* **Task details**: Provide the data again in its entirety, exactly as given.

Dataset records
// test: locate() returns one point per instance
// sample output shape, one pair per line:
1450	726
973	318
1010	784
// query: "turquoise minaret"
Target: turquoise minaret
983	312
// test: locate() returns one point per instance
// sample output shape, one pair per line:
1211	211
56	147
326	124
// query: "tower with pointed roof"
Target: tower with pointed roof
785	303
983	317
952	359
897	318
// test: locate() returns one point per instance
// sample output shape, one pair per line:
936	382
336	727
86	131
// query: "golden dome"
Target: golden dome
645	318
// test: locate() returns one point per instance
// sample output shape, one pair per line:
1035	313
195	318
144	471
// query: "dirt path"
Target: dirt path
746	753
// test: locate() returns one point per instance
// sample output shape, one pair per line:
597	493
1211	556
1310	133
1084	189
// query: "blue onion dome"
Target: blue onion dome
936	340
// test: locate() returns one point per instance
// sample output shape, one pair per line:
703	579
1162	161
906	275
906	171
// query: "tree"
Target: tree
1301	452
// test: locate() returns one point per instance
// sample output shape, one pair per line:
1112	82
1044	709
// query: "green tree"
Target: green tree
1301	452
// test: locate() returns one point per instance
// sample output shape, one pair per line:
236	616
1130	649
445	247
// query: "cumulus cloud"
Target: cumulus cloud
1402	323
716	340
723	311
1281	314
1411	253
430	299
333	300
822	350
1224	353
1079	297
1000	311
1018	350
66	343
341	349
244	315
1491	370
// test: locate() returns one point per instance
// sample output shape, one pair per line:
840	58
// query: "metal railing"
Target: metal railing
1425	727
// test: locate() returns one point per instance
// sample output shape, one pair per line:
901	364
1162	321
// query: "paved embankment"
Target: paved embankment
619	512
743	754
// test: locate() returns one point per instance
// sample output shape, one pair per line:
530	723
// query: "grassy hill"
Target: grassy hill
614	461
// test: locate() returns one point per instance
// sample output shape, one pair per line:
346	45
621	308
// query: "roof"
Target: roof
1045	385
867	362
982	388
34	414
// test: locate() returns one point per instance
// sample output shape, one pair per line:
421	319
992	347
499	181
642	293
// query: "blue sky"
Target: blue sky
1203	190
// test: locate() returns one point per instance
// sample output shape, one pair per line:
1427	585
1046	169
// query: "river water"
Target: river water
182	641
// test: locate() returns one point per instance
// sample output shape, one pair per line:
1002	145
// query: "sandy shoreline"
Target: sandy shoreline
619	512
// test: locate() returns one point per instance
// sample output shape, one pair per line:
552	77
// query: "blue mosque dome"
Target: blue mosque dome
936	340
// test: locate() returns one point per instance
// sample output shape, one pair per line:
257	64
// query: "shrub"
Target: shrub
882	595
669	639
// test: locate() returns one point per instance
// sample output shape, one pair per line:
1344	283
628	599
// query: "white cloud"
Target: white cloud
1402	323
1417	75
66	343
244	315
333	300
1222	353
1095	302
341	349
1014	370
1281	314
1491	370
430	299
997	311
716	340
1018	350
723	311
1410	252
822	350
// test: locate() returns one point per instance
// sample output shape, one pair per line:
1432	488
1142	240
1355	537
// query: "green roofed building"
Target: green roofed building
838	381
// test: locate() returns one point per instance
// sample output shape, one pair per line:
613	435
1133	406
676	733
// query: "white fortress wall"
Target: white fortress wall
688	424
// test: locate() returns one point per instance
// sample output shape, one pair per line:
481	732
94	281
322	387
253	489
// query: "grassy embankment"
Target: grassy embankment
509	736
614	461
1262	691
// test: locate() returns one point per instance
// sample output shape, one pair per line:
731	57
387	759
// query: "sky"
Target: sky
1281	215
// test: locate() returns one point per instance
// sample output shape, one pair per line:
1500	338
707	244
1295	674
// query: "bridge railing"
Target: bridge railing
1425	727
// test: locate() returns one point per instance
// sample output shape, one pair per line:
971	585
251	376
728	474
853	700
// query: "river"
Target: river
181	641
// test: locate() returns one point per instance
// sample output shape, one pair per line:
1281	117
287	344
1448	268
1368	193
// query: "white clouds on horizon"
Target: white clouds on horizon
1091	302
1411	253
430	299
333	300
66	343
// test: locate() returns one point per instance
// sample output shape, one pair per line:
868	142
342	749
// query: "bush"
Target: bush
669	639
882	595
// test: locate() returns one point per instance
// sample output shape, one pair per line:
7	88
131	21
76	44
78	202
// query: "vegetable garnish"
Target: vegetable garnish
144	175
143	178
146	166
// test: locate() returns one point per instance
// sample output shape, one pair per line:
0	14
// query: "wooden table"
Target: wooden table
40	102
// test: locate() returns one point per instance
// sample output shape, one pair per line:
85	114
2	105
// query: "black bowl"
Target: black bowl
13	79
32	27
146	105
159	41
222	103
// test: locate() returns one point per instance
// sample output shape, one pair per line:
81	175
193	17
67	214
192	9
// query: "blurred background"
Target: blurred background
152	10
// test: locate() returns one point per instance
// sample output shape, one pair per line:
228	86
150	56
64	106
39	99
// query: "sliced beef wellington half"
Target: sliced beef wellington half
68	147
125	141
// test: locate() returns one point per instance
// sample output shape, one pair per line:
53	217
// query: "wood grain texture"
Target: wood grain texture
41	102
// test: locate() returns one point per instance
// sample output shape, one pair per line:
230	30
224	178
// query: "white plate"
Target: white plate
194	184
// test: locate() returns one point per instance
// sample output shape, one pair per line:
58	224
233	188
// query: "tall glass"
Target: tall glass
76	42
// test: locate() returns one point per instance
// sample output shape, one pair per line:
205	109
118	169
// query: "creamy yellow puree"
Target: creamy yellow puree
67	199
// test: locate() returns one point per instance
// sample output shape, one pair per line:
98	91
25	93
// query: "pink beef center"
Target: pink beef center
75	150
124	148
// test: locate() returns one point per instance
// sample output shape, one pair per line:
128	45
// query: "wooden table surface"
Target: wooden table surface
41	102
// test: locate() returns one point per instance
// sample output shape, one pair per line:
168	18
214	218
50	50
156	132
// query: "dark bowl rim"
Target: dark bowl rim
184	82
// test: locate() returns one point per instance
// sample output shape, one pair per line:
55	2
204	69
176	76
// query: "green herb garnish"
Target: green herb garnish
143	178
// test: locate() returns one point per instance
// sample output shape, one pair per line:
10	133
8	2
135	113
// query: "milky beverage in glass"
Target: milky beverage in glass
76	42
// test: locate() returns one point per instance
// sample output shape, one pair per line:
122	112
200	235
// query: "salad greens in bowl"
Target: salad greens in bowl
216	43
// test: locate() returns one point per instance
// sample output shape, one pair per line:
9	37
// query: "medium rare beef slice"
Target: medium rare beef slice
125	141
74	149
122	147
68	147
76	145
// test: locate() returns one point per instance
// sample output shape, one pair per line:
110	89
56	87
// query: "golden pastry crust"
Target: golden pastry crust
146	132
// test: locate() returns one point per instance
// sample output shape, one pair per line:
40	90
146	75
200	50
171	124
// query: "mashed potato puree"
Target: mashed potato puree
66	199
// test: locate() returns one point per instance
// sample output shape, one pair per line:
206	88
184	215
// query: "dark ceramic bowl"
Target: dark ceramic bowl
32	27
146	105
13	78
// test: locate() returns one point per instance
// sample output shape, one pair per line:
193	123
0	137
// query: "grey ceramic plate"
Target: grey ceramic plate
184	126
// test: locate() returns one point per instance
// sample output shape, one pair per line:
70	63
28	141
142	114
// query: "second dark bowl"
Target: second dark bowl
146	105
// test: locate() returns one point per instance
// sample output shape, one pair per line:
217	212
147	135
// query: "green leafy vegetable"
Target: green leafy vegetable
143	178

* **Correct result**:
// test: locate() returns one point per instance
// sample output shape, one pair per line:
1450	726
973	318
1010	784
// query: "turquoise minaret"
Target: turquoise minaret
983	312
// test: locate() returns one point per instance
// sample output shape, one pair per line:
1211	211
56	147
326	124
// query: "tower with pointed roof"
Target: tower with pointed roof
785	303
983	317
952	359
897	318
// test: locate() returns one point per instance
// sample output shape, one pair per line:
936	382
336	727
86	131
// query: "golden dome"
Target: golden dome
645	318
// test: locate() returns one point per instance
// sample output shape, one pair per line:
1035	313
195	318
144	471
// query: "dirt path"
Target: dirt path
746	753
// test: locate() returns one point per instance
// sample output shape, one pair per line:
597	493
1211	556
1310	133
1084	189
// query: "blue onion dome"
Target: blue onion dome
936	340
// test: locate() returns one point per instance
// sample output shape, one pair per line:
703	579
1162	161
906	275
906	171
// query: "tree"
Target: tree
1301	452
// test: locate() returns one point per instance
// sample output shape, one pair per line:
1112	82
1044	709
// query: "green tree"
Target: green tree
1301	452
// test: locate() returns one point per instance
// sample output shape, one pair per line:
236	616
1130	649
445	247
// query: "cumulus cloud"
Target: cumulus cloud
1402	323
716	340
723	311
1281	314
1411	253
430	299
333	300
822	350
1224	353
1079	297
1000	311
1018	350
66	343
341	349
244	315
1491	370
// test: locate() returns one point per instance
// sample output shape, one pair per line:
840	58
// query: "metal railing"
Target: metal railing
1425	727
// test: locate() returns one point per instance
// sample output shape, one pair per line:
901	364
1162	321
// query: "paved embankment"
Target: paved embankment
619	512
743	754
// test: locate() returns one point per instance
// sample output shape, one pair per line:
530	723
// query: "grassy hill"
Target: grassy hill
614	461
// test: locate() returns one point per instance
// sample output shape, one pair per line:
346	45
621	308
// query: "roof"
Target: roof
1045	385
867	362
982	388
34	414
// test: locate() returns one point per instance
// sample output shape, one pair per line:
421	319
992	347
499	181
642	293
// query: "blue sky"
Target: blue sky
1203	190
// test: locate() returns one point per instance
// sample output shape, one pair per line:
1427	585
1046	169
// query: "river water"
Target: river water
182	641
// test: locate() returns one point per instance
// sample output shape, one pair per line:
1002	145
// query: "sandy shoreline"
Target: sandy shoreline
619	512
// test: locate() returns one point per instance
// sample output shape, one pair per line:
552	77
// query: "blue mosque dome"
Target: blue mosque dome
936	340
// test: locate() returns one point per instance
// sample output shape, one pair per line:
257	64
// query: "shrub"
Target: shrub
882	595
669	639
// test: locate() returns one point per instance
// sample output shape, one pair per line:
1344	283
628	599
// query: "white cloud"
Target: white cloud
1402	323
1417	75
66	343
244	315
333	300
1222	353
1095	302
341	349
1014	370
1281	314
1491	370
430	299
997	311
716	340
1018	350
723	311
1410	252
822	350
// test: locate() returns one point per instance
// sample output shape, one pair per line:
1432	488
1142	240
1355	537
// query: "green roofed building"
Target: green roofed building
838	381
// test: locate() returns one point per instance
// sample output shape, one pair per line:
613	435
1133	406
676	733
// query: "white fortress wall"
Target: white fortress wall
688	424
// test: locate() returns one point per instance
// sample output shape, one pair per line:
481	732
94	281
322	387
253	489
// query: "grassy embankment"
Target: grassy embankment
509	736
614	461
1262	691
// test: locate() returns one point per instance
// sample output shape, one pair per line:
731	57
387	759
// query: "sky"
Target: sky
1281	215
// test: locate() returns one point per instance
// sample output shape, one pair per line:
1500	338
707	244
1295	674
// query: "bridge railing"
Target: bridge railing
1425	727
// test: locate() returns one point per instance
// sample output shape, one pair per line:
971	585
251	376
728	474
853	700
// query: "river"
Target: river
181	641
// test: locate() returns one point per instance
// sample output shape, one pair per line:
1281	117
287	344
1448	268
1368	193
// query: "white clouds on horizon"
Target: white clouds on horizon
1091	302
1411	253
430	299
333	300
66	343
// test: locate() returns one point per instance
// sample output shape, one pair per line:
868	142
342	749
// query: "bush"
Target: bush
669	639
882	595
// test: locate() returns one point per instance
// sample output shape, one pair per line:
7	88
131	21
76	44
78	202
// query: "vegetable garnish"
Target: vegetable garnish
144	175
143	178
146	166
// test: locate() returns one point per instance
// sample output shape, one pair per line:
0	14
// query: "wooden table"
Target: wooden table
40	102
// test: locate() returns one point per instance
// sample output shape, one pair per line:
85	114
2	105
// query: "black bowl"
Target: black bowl
13	79
32	27
146	105
159	41
222	103
// test: locate() returns one point per instance
// sample output shape, one pair per line:
81	175
193	17
67	214
192	9
// query: "blurred background"
Target: blurred background
152	10
// test: locate() returns one point per instance
// sample output shape, one pair per line:
228	86
150	56
64	106
39	99
// query: "sliced beef wellington half"
Target: sliced beef wellington half
68	147
125	141
// test: locate() returns one point per instance
// sample output shape, one pair per line:
53	217
// query: "wood grain texture"
Target: wood grain texture
41	102
// test: locate() returns one point per instance
// sample output shape, one pair per line:
230	30
224	178
// query: "white plate"
Target: white plate
194	184
// test: locate() returns one point per instance
// sample output shape, one pair per line:
58	224
233	188
// query: "tall glass"
Target: tall glass
76	42
// test: locate() returns one point per instance
// sample output shape, one pair per line:
205	109
118	169
// query: "creamy yellow puree"
Target: creamy yellow puree
67	199
// test: locate() returns one point per instance
// sample output shape, one pair per line:
98	91
25	93
// query: "pink beef center"
Target: pink beef center
75	150
124	148
// test: locate() returns one point per instance
// sample output shape, one pair per line:
128	45
// query: "wooden table surface"
Target: wooden table surface
41	102
// test: locate() returns one point per instance
// sample output shape, one pair per line:
168	18
214	218
50	50
156	132
// query: "dark bowl rim"
Target: dark bowl rim
184	82
// test: locate() returns one point per instance
// sample output shape, one pair per line:
55	2
204	69
176	76
// query: "green herb garnish"
Target: green herb garnish
143	178
// test: locate() returns one point per instance
// sample output shape, one pair per line:
10	133
8	2
135	113
// query: "milky beverage in glass"
Target: milky beverage in glass
76	42
// test: locate() returns one point per instance
// sample output shape, one pair per line:
122	112
200	235
// query: "salad greens in bowl"
Target: salad greens in bowl
216	43
// test: locate() returns one point per instance
// sample output shape, one pair per line:
9	37
// query: "medium rare beef slice"
Target: medium rare beef slice
125	141
74	149
122	147
68	147
76	145
// test: locate() returns one point per instance
// sample output shape, one pair per line:
110	89
56	87
// query: "golden pastry crust"
Target: golden pastry crust
146	132
// test: locate() returns one point per instance
// sample output shape, one pair per line:
40	90
146	75
200	50
171	124
// query: "mashed potato puree"
Target: mashed potato puree
66	199
// test: locate() returns one point per instance
// sample output shape, one pair per line:
206	88
184	215
// query: "dark ceramic bowl"
Target: dark ceramic bowl
32	27
146	105
13	78
// test: locate() returns one point per instance
// sample output shape, one pair per line:
193	123
0	137
// query: "grey ceramic plate"
Target: grey ceramic plate
184	126
// test: locate() returns one point per instance
// sample output shape, one pair per line:
70	63
28	141
142	114
// query: "second dark bowl"
Target: second dark bowl
146	105
// test: locate() returns one point per instance
// sample output shape, one pair per line:
217	212
147	135
// query: "green leafy vegetable"
Target: green leafy vegetable
143	178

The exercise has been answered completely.